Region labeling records
◇ ◇ ◇ ◇

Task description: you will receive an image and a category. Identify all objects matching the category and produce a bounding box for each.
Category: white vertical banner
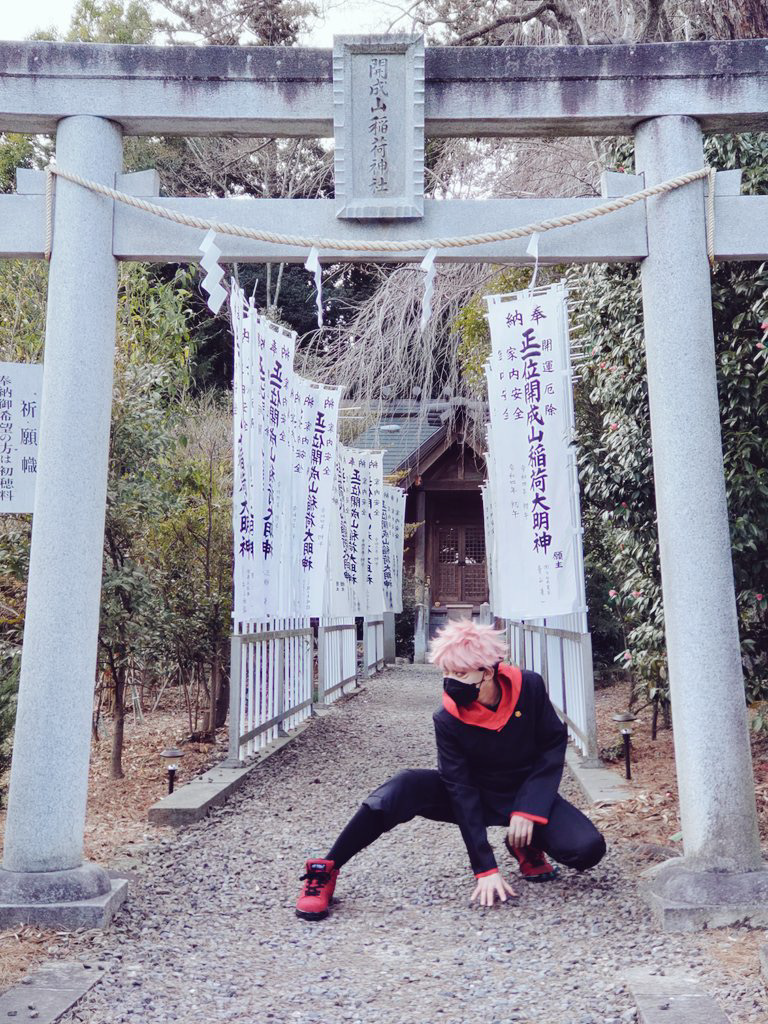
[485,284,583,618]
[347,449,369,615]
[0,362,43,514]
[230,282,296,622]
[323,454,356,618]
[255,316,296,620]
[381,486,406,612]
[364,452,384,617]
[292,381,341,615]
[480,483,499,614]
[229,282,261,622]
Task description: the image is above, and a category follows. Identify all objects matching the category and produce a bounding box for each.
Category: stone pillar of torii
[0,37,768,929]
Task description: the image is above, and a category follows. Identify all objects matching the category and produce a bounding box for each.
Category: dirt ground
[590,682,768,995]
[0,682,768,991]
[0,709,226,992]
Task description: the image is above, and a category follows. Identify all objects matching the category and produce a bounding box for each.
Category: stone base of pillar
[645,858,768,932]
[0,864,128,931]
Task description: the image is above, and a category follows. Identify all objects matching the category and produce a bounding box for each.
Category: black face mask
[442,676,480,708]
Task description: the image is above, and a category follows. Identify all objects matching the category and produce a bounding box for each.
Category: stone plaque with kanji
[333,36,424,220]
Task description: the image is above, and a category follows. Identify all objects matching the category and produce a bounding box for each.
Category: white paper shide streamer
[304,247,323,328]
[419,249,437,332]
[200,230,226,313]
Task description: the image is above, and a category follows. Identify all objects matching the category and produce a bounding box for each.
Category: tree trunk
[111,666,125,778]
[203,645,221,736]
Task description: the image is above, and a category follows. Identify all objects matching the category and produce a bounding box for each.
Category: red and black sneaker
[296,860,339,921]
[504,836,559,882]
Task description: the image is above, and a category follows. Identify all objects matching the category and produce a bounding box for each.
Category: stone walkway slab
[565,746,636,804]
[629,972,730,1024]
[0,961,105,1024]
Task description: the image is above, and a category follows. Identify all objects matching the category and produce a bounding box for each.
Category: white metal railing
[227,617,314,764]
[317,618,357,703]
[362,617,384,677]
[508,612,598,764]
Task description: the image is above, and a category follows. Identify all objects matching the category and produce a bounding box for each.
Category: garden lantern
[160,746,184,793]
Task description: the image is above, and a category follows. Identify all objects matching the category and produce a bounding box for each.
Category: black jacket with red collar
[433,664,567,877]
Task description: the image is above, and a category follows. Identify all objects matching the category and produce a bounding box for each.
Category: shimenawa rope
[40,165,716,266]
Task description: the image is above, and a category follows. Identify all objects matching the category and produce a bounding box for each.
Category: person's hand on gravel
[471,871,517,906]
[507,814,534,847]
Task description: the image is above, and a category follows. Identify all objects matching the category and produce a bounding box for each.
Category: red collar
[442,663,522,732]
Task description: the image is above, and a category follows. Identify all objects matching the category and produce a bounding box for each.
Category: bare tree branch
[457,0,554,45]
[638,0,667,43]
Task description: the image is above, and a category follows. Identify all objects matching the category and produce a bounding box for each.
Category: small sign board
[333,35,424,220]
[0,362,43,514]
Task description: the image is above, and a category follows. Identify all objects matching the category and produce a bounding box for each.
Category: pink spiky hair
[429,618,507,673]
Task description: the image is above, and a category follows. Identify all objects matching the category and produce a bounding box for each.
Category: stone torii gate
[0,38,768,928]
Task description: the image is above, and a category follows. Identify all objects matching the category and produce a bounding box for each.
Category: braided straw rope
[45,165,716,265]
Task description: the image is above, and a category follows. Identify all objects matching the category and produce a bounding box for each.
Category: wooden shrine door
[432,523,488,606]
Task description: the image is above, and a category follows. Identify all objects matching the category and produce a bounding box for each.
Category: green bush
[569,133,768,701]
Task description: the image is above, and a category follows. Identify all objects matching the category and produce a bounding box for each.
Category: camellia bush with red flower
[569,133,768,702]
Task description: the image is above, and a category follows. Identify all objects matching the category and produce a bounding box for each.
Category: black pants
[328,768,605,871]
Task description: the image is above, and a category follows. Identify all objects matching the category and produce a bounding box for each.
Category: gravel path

◇ ◇ ◇ ◇

Direction
Copy every line above word for word and exclude the pictures.

Response to the task
Task description: you will receive an image and a category. Identify all objects matching the category and produce a bounding box for each.
Category: white vertical banner
[485,284,583,618]
[347,449,369,615]
[0,362,43,514]
[230,282,296,622]
[323,454,356,618]
[255,316,296,620]
[381,486,406,612]
[364,452,384,617]
[292,381,341,615]
[480,483,499,614]
[229,282,261,622]
Task description: the image is above, and a category follows. Identify all objects matching the category and produce a bounding box for each.
Category: stone pillar of torii
[0,37,768,929]
Task description: the image is above, and a category follows. Identify all objects matching the category and produce a bounding box for each.
Category: dirt ground
[590,682,768,995]
[0,682,768,991]
[0,709,226,992]
Task description: the image is above, and a category follows. Identify all objects matching the category and produce a bounding box for each.
Category: stone base of pillar
[645,858,768,932]
[0,864,128,931]
Task description: the image is above, and a category follows. Identify all objects matching the category and produce a bounding box for each.
Category: black face mask
[442,676,480,708]
Task description: the image is above, and a category follows. Identify all objects matching the category and produce a bounding box for each.
Category: stone plaque with kanji
[333,36,424,220]
Task description: the image is above, and a category follows. Identify all objects matching the category and produce a bounding box for each.
Category: white paper shide streamer
[304,247,323,328]
[419,249,437,332]
[200,230,226,313]
Task description: the image is above, and a category follows. Identify all objects matching the category and produce a bounding box for each.
Category: tree trunk
[111,666,125,778]
[203,645,221,736]
Task description: the image is above, and a category follows. Identify all objects matching the category and produce a bounding box for each.
Category: red and black sneaker
[296,860,339,921]
[504,836,559,882]
Task description: the image is above, and a category follows. Identify all objects matching the category and produce a bounding box for each.
Category: stone walkway slab
[565,746,636,804]
[629,972,730,1024]
[0,961,105,1024]
Task description: the image is above, and a category follows. Identify all objects matching the category and produce a bounding box for each.
Category: white metal railing
[227,617,314,764]
[317,618,357,703]
[362,617,384,677]
[508,612,598,764]
Task description: the image is above, and a category follows. Identify all objects matching the category and produce a bounding box for each.
Category: garden lantern
[160,746,184,793]
Task description: the image is above, and a category follows. Identify all objects matching the category and produce a bounding box for each.
Category: black jacket with red collar
[433,664,567,877]
Task description: the image is above, and a category follows. Identify all objects matching the category and produce a bounding box for each.
Category: shimenawa rope
[40,165,716,266]
Task description: the image is above, and a category follows. Identify all objects matching the category and produce a bounding box for each.
Category: person's hand on gravel
[471,871,517,906]
[507,814,534,847]
Task description: the image is above, and a category follows. Identify all objects matching the category and produce a bounding box for each.
Category: red collar
[442,663,522,732]
Task description: the image is above, and a category follows. Identify all objects matching the category and produce a bounding box for each.
Category: bare tree branch
[457,0,554,45]
[638,0,667,43]
Task description: the image is above, and a category follows. Identify all objects matching the category and produce a bounding box for each.
Category: small sign board
[333,35,424,220]
[0,362,43,514]
Task description: the image is above, and a category follows. Identify all objects matching the category and produce a bounding box for each.
Category: pink spiky hair
[429,618,507,673]
Task description: the image is above, and a category follows. Identify all objects matching the category and produce a bounding box for each.
Category: stone torii gate
[0,38,768,928]
Task description: the image is above, and a category follows. Identify all objects matching the category and produce a bounding box for each.
Category: braided straw rope
[45,165,716,265]
Task description: the image is above, and a category follows. Identify all objects matching the category and produce a bounding box for each.
Category: wooden shrine door
[432,523,488,606]
Task description: the image is above, and a category follows. Identify all objects matching the category and produce a bounding box for each.
Category: green bush
[569,133,768,701]
Task description: the image is above, and a category follows. Identify all objects matching the category and produce a bounding box for each.
Category: camellia bush with red flower
[569,133,768,702]
Task description: the image is above, and a category follows. Identify all objects matching the category and produce a bounding box for each.
Category: black pants
[328,768,605,871]
Task description: the image is above, and a category follows. Identify all objects matching the category and produce a bounding box for each.
Category: gravel path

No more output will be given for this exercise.